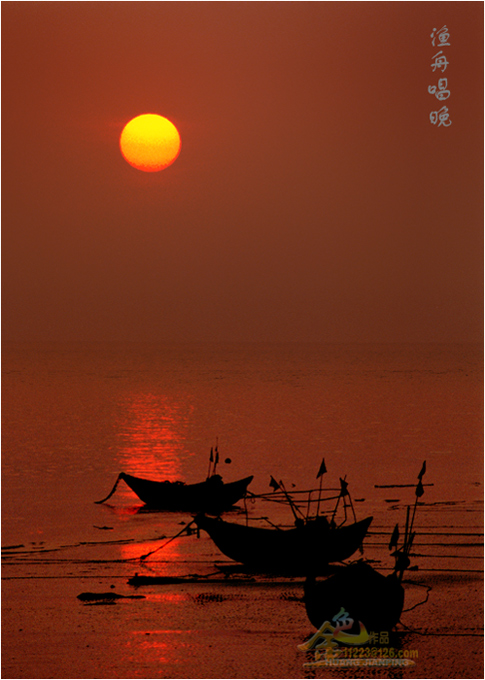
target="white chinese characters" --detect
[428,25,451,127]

··········

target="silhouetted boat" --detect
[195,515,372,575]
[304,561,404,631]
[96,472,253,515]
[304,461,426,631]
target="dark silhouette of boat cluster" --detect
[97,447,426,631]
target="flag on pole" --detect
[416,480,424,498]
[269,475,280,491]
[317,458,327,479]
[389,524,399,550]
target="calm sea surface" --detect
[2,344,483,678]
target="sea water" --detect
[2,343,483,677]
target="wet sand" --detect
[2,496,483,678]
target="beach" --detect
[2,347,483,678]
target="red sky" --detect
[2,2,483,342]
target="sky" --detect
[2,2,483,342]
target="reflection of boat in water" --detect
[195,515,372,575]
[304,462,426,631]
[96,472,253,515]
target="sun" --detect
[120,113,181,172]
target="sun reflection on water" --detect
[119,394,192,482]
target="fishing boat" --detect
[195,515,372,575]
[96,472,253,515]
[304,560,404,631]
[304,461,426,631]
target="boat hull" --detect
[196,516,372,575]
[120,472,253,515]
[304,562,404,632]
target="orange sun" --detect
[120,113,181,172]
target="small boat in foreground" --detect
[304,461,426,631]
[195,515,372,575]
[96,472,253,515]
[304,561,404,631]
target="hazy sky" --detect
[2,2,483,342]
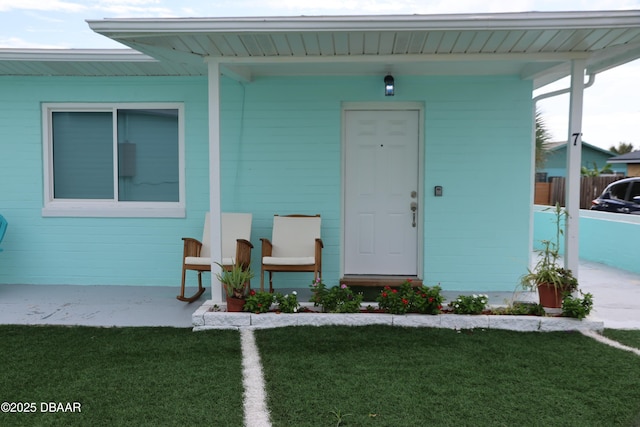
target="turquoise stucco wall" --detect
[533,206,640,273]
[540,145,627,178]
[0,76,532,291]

··········

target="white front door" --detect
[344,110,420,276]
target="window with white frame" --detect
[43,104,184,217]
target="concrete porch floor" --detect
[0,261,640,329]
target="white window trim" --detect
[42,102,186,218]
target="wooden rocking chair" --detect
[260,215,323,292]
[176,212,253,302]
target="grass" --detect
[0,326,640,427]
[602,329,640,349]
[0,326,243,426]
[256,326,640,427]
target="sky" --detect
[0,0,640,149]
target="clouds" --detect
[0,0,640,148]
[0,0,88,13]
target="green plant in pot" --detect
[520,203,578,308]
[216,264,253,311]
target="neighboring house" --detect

··········

_Instructions to follow:_
Rewrite the stretch of entries above from the line containing "silhouette of boat" through the line containing "[119,394,192,482]", replacing "sea" with "ocean" and changing nothing else.

_Reply to the exercise:_
target="dark silhouette of boat cluster" --detect
[97,447,426,631]
target="flag on pole" --detect
[416,480,424,498]
[269,475,280,491]
[317,458,327,479]
[389,524,399,550]
target="calm ocean surface" --detect
[2,344,483,678]
target="ocean water" --detect
[2,343,483,677]
target="wet sand" --detect
[2,496,483,678]
target="beach" --detect
[2,347,483,678]
target="red sky" --detect
[2,2,483,342]
target="sky" --detect
[2,2,483,342]
target="reflection of boat in water" --detect
[195,515,372,575]
[304,462,426,631]
[96,472,253,515]
target="sun" --detect
[120,113,181,172]
target="sun reflection on water" --detect
[119,394,192,482]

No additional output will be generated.